▸ Textauszug:
↓

Zeit für ein Umdenken im deutschen Strafvollzug?
Die Corona-Epidemie hat das Land fest im Griff. Die behördlich verordnete Isolation, mit der die Infektionsrate gedrückt werden soll, belastete viele schneller und vor allem stärker, als sie sich das vorher vermutlich vorstellen konnten. Unser Autor hofft, dass diese schmerzliche Erfahrung jäh verlustig gegangener Freiheiten auch ein gesellschaftliches Nachdenken über den Umgang mit Strafgefangenen auslösen wird.
Kein Mitleid, aber Fürsprache
Gerade in diesen Tagen der Quarantäne merken viele Bundesbürger, was es bedeutet, einem Freiheitsentzug ausgesetzt zu sein. Die Inhaftierten in Deutschland sind oft Jahre und Jahrzehnte einer Isolation ausgesetzt, die vielen Menschen in unserem Land bereits nach wenigen Wochen im „Homeoffice“ zu viel zu werden droht. Am eigenen Leib zu spüren, wie eintönig der Alltag werden kann, ist eine Erfahrung, die möglicherweise auch zu mehr Sensibilität in der Betrachtung von Gefängnisinsassen und ihrem Stellenwert in unserer Republik führen kann.

↑

▸ Material erkunden:
1) Beantworte zum Text über den Strafvollzug diese Fragen:
(a) Womit soll laut Text die Infektionsrate gedrückt werden?
(b) Wie lange sind Inhaftierte in Deutschland laut Text oft einer Isolation ausgesetzt?
(c) Wozu kann die Erfahrung, wie eintönig der Alltag werden kann, laut Text möglicherweise führen?
2) Gib bitte einen Abschnitt aus dem Text über den Strafvollzug wortgetreu wieder, beginnend mit „Die Corona-Epidemie hat“ und weiter bis einschließlich „Strafgefangenen auslösen wird.“.
3) Führe den Text über den Strafvollzug im Anschluss an seinen letzten Satz fort.
Die Einträge stehen in keinem Zusammenhang mit dem Text über den Strafvollzug.

▸ Vorliegende Angaben:

↓

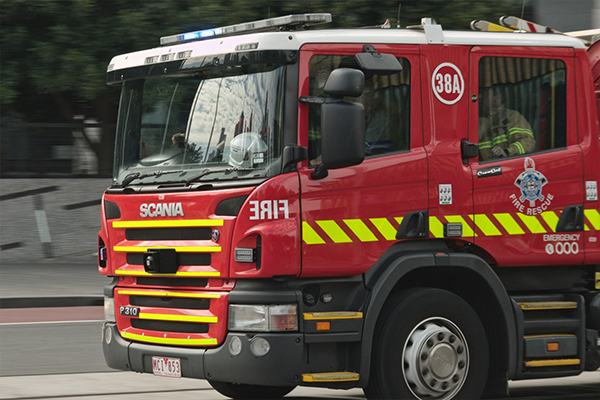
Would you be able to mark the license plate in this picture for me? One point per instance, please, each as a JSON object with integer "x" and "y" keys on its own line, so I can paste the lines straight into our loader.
{"x": 164, "y": 366}
{"x": 129, "y": 311}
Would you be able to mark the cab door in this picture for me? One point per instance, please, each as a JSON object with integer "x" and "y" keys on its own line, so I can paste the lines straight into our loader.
{"x": 528, "y": 186}
{"x": 351, "y": 216}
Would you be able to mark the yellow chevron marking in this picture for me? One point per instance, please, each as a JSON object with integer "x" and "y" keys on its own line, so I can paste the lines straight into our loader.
{"x": 457, "y": 219}
{"x": 182, "y": 342}
{"x": 331, "y": 377}
{"x": 167, "y": 223}
{"x": 169, "y": 294}
{"x": 184, "y": 318}
{"x": 508, "y": 222}
{"x": 436, "y": 227}
{"x": 487, "y": 227}
{"x": 551, "y": 219}
{"x": 385, "y": 228}
{"x": 593, "y": 216}
{"x": 333, "y": 230}
{"x": 362, "y": 232}
{"x": 533, "y": 224}
{"x": 179, "y": 249}
{"x": 309, "y": 235}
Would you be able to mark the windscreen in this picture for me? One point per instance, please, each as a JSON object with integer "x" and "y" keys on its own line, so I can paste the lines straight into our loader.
{"x": 216, "y": 124}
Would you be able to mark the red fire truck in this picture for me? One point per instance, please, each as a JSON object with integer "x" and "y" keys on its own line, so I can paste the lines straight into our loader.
{"x": 410, "y": 211}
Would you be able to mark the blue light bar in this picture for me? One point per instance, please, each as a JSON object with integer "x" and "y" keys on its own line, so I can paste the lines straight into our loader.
{"x": 289, "y": 21}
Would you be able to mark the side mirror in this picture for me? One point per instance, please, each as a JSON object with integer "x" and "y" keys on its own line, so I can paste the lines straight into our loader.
{"x": 343, "y": 122}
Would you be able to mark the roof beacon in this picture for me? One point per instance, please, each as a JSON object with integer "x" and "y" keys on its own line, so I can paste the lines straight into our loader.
{"x": 288, "y": 22}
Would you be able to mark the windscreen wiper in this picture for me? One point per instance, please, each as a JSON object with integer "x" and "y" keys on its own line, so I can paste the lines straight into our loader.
{"x": 138, "y": 175}
{"x": 209, "y": 171}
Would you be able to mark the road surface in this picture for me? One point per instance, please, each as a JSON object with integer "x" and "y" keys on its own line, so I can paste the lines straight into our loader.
{"x": 55, "y": 353}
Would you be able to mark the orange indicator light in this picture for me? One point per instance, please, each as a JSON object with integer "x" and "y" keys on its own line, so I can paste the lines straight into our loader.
{"x": 552, "y": 346}
{"x": 323, "y": 326}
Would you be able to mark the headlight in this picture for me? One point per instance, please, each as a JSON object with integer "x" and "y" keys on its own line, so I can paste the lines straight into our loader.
{"x": 109, "y": 309}
{"x": 263, "y": 318}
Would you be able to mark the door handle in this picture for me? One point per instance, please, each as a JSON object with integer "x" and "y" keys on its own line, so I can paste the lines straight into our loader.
{"x": 571, "y": 219}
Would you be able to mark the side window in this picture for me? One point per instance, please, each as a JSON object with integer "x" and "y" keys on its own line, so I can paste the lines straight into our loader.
{"x": 387, "y": 106}
{"x": 522, "y": 106}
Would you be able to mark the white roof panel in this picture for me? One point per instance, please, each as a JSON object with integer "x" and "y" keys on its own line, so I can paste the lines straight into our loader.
{"x": 295, "y": 40}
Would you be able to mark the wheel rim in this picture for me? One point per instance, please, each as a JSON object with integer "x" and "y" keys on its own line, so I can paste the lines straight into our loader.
{"x": 435, "y": 359}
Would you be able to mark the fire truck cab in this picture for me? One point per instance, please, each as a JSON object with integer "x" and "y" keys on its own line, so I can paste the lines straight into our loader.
{"x": 410, "y": 211}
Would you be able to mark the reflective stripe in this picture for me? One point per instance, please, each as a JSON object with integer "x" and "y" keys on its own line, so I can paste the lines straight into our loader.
{"x": 361, "y": 231}
{"x": 179, "y": 249}
{"x": 167, "y": 224}
{"x": 333, "y": 230}
{"x": 509, "y": 224}
{"x": 309, "y": 235}
{"x": 483, "y": 222}
{"x": 169, "y": 294}
{"x": 551, "y": 219}
{"x": 208, "y": 274}
{"x": 532, "y": 223}
{"x": 486, "y": 225}
{"x": 182, "y": 318}
{"x": 514, "y": 131}
{"x": 594, "y": 217}
{"x": 385, "y": 228}
{"x": 160, "y": 340}
{"x": 436, "y": 227}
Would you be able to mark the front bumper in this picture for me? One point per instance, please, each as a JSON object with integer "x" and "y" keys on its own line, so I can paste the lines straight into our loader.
{"x": 281, "y": 366}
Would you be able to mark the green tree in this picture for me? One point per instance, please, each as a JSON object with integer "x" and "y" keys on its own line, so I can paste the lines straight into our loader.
{"x": 54, "y": 53}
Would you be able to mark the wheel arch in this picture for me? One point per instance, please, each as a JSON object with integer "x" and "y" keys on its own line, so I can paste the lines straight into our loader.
{"x": 466, "y": 275}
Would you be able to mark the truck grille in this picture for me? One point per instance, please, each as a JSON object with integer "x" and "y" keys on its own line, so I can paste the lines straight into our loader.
{"x": 197, "y": 255}
{"x": 172, "y": 317}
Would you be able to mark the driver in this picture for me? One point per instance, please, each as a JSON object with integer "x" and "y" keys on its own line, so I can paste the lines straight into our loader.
{"x": 247, "y": 150}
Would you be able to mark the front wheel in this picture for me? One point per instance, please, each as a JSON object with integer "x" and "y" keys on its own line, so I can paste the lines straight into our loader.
{"x": 429, "y": 344}
{"x": 250, "y": 392}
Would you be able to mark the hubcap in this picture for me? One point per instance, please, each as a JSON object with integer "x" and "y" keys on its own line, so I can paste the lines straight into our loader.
{"x": 436, "y": 359}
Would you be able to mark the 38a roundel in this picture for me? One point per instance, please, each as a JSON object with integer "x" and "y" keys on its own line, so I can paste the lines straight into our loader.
{"x": 447, "y": 83}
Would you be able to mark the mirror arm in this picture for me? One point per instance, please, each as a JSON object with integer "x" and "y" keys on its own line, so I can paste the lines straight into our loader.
{"x": 312, "y": 100}
{"x": 293, "y": 154}
{"x": 320, "y": 172}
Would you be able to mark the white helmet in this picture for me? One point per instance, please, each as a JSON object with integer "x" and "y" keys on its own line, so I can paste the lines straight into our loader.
{"x": 247, "y": 150}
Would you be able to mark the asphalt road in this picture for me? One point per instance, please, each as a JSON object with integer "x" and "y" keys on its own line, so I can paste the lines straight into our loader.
{"x": 55, "y": 353}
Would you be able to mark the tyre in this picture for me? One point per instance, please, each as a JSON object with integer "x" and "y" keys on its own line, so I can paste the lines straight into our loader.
{"x": 250, "y": 392}
{"x": 428, "y": 344}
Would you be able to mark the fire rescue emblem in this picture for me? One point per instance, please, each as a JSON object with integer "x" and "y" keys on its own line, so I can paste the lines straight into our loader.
{"x": 530, "y": 182}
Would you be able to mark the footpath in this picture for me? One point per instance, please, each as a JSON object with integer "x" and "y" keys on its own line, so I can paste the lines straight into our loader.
{"x": 69, "y": 281}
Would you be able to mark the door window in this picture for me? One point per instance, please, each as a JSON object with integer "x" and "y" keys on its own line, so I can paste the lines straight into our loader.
{"x": 522, "y": 107}
{"x": 386, "y": 99}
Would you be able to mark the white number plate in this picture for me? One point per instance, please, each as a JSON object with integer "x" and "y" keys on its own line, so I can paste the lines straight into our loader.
{"x": 163, "y": 366}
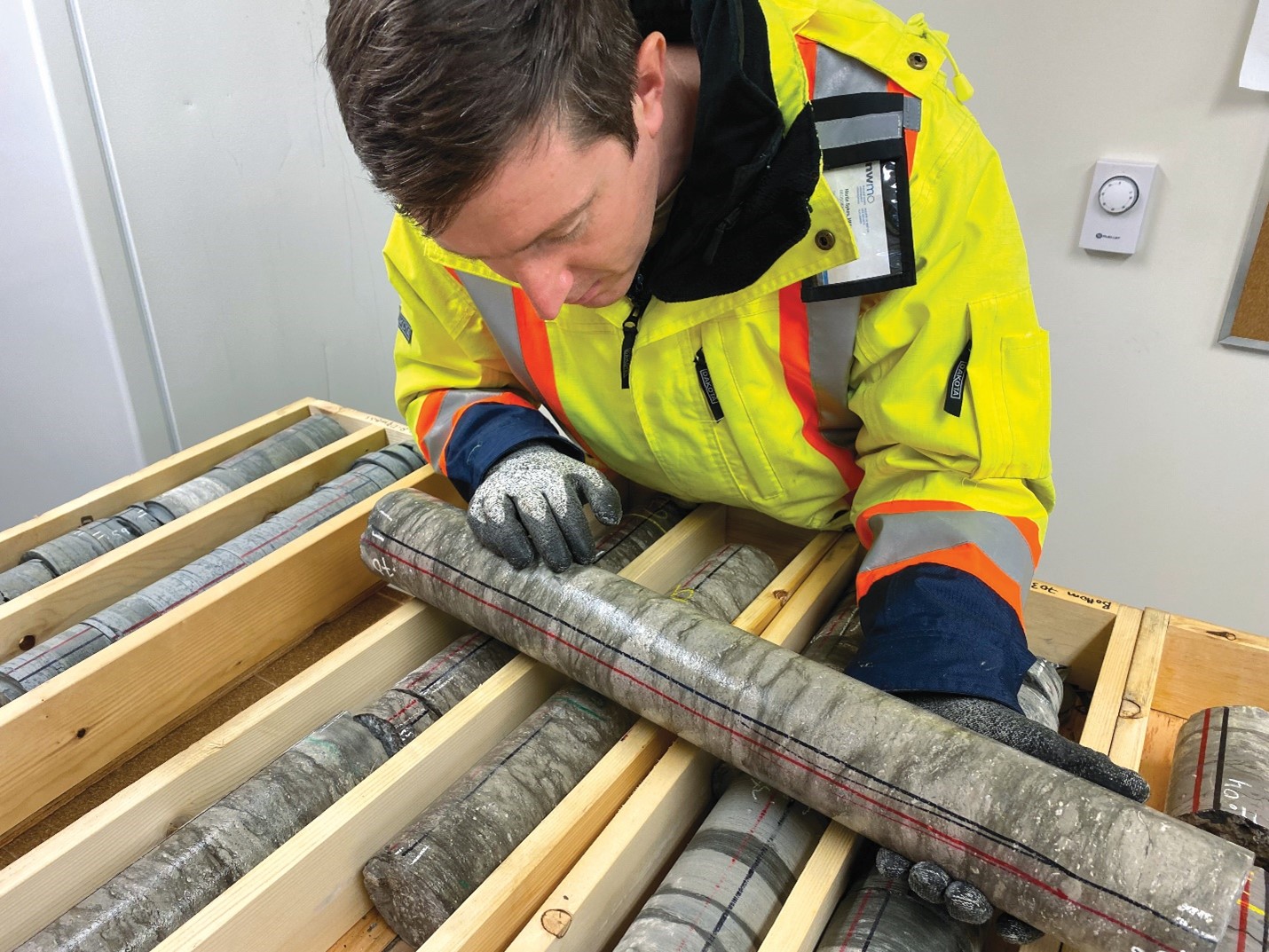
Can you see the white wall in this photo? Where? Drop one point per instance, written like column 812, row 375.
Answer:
column 256, row 235
column 1160, row 436
column 67, row 423
column 256, row 254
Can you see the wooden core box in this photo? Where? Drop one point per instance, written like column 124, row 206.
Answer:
column 211, row 692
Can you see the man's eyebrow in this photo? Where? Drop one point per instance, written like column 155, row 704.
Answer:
column 558, row 223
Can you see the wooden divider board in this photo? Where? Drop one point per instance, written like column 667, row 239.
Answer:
column 144, row 484
column 68, row 730
column 91, row 851
column 291, row 910
column 75, row 595
column 319, row 869
column 607, row 884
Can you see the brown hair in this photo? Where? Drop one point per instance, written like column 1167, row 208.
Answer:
column 437, row 93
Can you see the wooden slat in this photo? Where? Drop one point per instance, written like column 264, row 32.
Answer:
column 816, row 893
column 601, row 890
column 356, row 419
column 501, row 905
column 1156, row 759
column 43, row 884
column 75, row 595
column 1070, row 628
column 369, row 934
column 320, row 869
column 608, row 883
column 1104, row 709
column 144, row 484
column 1191, row 678
column 1130, row 734
column 73, row 728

↑

▸ Antworten der Reihe nach:
1)
(a) Mit der behördlich verordneten Isolation.
(b) Oft Jahre und Jahrzehnte.
(c) Zu mehr Sensibilität in der Betrachtung von Gefängnisinsassen und ihrem Stellenwert in unserer Republik.

2)
Die Corona-Epidemie hat das Land fest im Griff. Die behördlich verordnete Isolation, mit der die Infektionsrate gedrückt werden soll, belastete viele schneller und vor allem stärker, als sie sich das vorher vermutlich vorstellen konnten. Unser Autor hofft, dass diese schmerzliche Erfahrung jäh verlustig gegangener Freiheiten auch ein gesellschaftliches Nachdenken über den Umgang mit Strafgefangenen auslösen wird.

3)
Ich hatte gehofft, dass gerade die derzeitige Pandemie auch einen Fokus auf diejenigen Bevölkerungsteile legt, die in unserer Wahrnehmung eigentlich völlig ausgeblendet sind. Gerade das Empfinden eines Eingesperrtseins hätte nach meinem Dafürhalten zu endlich mehr Anteilnahme, Feinfühligkeit und Interesse am „Schicksal“ von Häftlingen beitragen sollen. Nein, es geht nicht um Mitleid mit Tätern, sondern um eine menschenwürdige Umgangsweise mit allen, die kaum eine Chance haben, ihre Stimme zu erheben.
„Aus den Augen, aus dem Sinn“?
Dabei spiegeln sich Demokratie und Rechtsstaatlichkeit am Verhältnis von Politik und Bevölkerung gegenüber ihren Gefangenen eindrücklich wider, denn es ist das Spiegelbild, das sich Gesellschaft und Häftlinge einander vorhalten, welches zum Ausdruck bringt, ob wir unseren Artikel 1 der Verfassung tatsächlich für jedermann ernstnehmen. Denn allzu oft sind Strafgefangene derart stigmatisiert, dass sie auch nach ihrer Entlassung regelmäßig Anfeindungen und Vorurteilen ausgesetzt sind. Nicht selten leben sie dauerhaft in Isolation, der Gedanke zum Neustart findet sich lediglich im Bilderbuch.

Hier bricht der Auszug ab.